**** Reading passage

Letters to the Editor

• June 6, 2000

The point is simply that one can be a software engineer—despite the less disciplined nature of software development—without being a PE. Such developers are more skilled and disciplined than programmers, but don't have the responsibilities of a PE.

Rob Stewart, [email protected]

Dan Rawsthorne responds:
In my article I intentionally used the word "engineer" to mean only "Professional Engineer" in order to make my point clear and unambiguous. This is in keeping with what I said in my first column, that "I will ignore details that get in my way, and I will exaggerate some facts at the expense of others if it helps make my point." ("From Concept to Code," 11(4): 53–55, Apr. 1999).

I am pleased that my column has provoked some thought. On a more technical note I should say that in Canada and in many states the term "software engineer" is illegal to use because there is no Software Engineering discipline—the word "engineer" is reserved for such use by law.

Thanks,
Dan

Herb,
I am writing regarding your March 2000 C++ Report column titled "Widgets, Inheritance, and Writing Safe Code" (12(3): 4–11). In this column, you list three unreasonable statements, saying that polymorphism, STL containers, and exception safety are useless because they cannot be applied to an arbitrary class without a change in the code structure. You assert that the three statements are "equally fruitless." While I agree that they are all fruitless, I do not agree that they are equally fruitless.

********
**** Dataset records

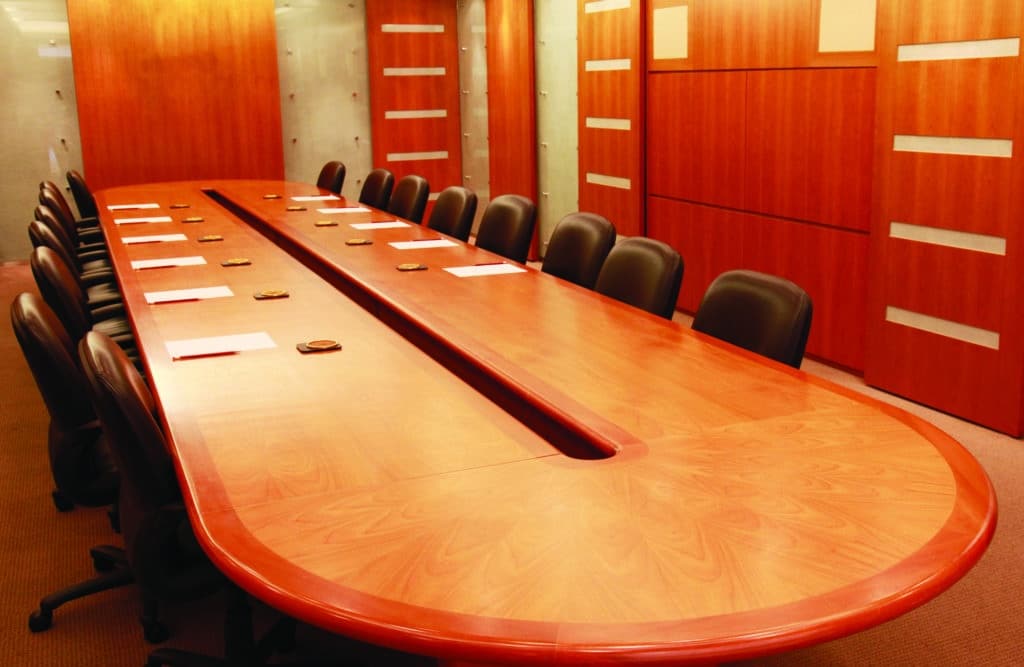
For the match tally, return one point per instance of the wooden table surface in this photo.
(673, 500)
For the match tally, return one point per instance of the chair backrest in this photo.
(578, 248)
(83, 196)
(643, 273)
(60, 291)
(764, 314)
(410, 198)
(507, 226)
(454, 211)
(150, 500)
(377, 189)
(332, 176)
(52, 359)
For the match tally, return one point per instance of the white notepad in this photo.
(139, 220)
(484, 269)
(219, 344)
(193, 260)
(315, 198)
(156, 238)
(193, 294)
(128, 207)
(343, 209)
(388, 224)
(419, 245)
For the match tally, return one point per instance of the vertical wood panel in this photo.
(612, 35)
(173, 89)
(415, 49)
(975, 98)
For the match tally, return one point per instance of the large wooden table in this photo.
(513, 469)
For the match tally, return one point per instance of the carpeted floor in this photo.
(979, 621)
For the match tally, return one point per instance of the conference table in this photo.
(499, 466)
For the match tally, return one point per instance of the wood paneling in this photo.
(415, 49)
(830, 264)
(809, 144)
(696, 147)
(975, 98)
(612, 35)
(511, 100)
(173, 89)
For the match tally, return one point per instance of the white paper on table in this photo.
(386, 224)
(138, 220)
(484, 269)
(344, 209)
(128, 207)
(219, 344)
(193, 260)
(193, 294)
(426, 243)
(315, 198)
(156, 238)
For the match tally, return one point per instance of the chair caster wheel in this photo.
(155, 632)
(40, 620)
(61, 502)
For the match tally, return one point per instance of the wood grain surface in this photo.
(745, 507)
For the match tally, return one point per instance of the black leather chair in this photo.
(61, 293)
(80, 461)
(454, 211)
(764, 314)
(377, 188)
(578, 248)
(507, 226)
(409, 199)
(162, 551)
(332, 176)
(83, 196)
(643, 273)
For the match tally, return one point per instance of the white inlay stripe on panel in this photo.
(605, 5)
(415, 72)
(609, 123)
(412, 28)
(415, 113)
(613, 65)
(948, 238)
(428, 155)
(609, 181)
(985, 48)
(954, 146)
(947, 328)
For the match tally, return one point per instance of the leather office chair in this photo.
(643, 273)
(162, 551)
(507, 226)
(578, 248)
(332, 176)
(80, 461)
(99, 286)
(764, 314)
(83, 196)
(377, 189)
(410, 198)
(62, 294)
(454, 211)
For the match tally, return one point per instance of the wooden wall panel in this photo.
(173, 89)
(400, 47)
(829, 263)
(973, 294)
(697, 147)
(511, 98)
(809, 137)
(611, 167)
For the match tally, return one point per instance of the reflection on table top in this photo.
(673, 500)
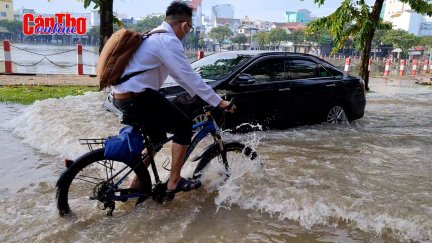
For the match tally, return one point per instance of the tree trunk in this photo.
(374, 16)
(106, 22)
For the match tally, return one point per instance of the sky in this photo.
(271, 10)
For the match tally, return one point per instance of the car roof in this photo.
(264, 53)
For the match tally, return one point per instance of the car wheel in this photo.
(199, 118)
(337, 115)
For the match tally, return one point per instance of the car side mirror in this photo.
(244, 78)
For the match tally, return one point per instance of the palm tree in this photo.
(356, 19)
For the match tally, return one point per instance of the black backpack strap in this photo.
(145, 36)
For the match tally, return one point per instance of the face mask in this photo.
(185, 38)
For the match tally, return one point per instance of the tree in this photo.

********

> _Problems and tasks_
- A) Write out the part of the letters to the editor that begins at the words "Rob Stewart, [email protected]" and ends after the words "use by law.".
- B) In the letters to the editor, the letter addressed to Herb describes a March 2000 column as calling certain things useless. List those things.
- C) Carry on the letters to the editor from their last sentence, continuing the letter addressed to Herb.

> _Final answers_
- A)
Rob Stewart, [email protected]

Dan Rawsthorne responds:
In my article I intentionally used the word "engineer" to mean only "Professional Engineer" in order to make my point clear and unambiguous. This is in keeping with what I said in my first column, that "I will ignore details that get in my way, and I will exaggerate some facts at the expense of others if it helps make my point." ("From Concept to Code," 11(4): 53–55, Apr. 1999).

I am pleased that my column has provoked some thought. On a more technical note I should say that in Canada and in many states the term "software engineer" is illegal to use because there is no Software Engineering discipline—the word "engineer" is reserved for such use by law.

- B)
- polymorphism
- STL containers
- exception safety

- C)
For the first statement, inheritance of virtual methods was made part of the language to accomplish polymorphism. To take advantage of polymorphism, a class must implement all the methods to be implemented polymorphically. Inheritance merely formalizes this requirement. Also, adding two words of code [": public Base" –Ed.] is hardly a "structure change" in the code, though it is in the runtime representation.

For the second statement, value classes (which are what we would want to collect in STL collections) should already have assignment operators. This is not a structural change; it's good programming practice. Even if a class was designed to hide assignment and copying (by these methods being declared private), pointers and references of that class are still eligible for STL containers.

The third statement is less absurd than the first two. While the Pimpl class is being more and more commonly used, it is not a feature put in by the designers of the class (whereas assignment and inheritance are). It involves an extra file (or two) in the code structure, and makes the class ineligible for public inlined functions (if done in a way to minimize compilation dependencies). It also introduces a slight performance penalty. Creating a new class and putting all the implementation details into it is a much more significant structural change than inheriting from an abstract Base class or providing an assignment operator.

While I would still not assert that this change makes exception safety "useless," I can relate to this statement much more easily than the first two. Perhaps it's because polymorphism and the STL are part of my daily life, and exception safety is not yet. Or that assignment operators and inheritance are part of the language, and Pimpl classes are not. Maybe one day writing a Pimpl class will be as automatic to me as declaring base class destructors virtual. That day is not yet here, for me at least.

Best of luck as editor. I'm sure you'll do a great job.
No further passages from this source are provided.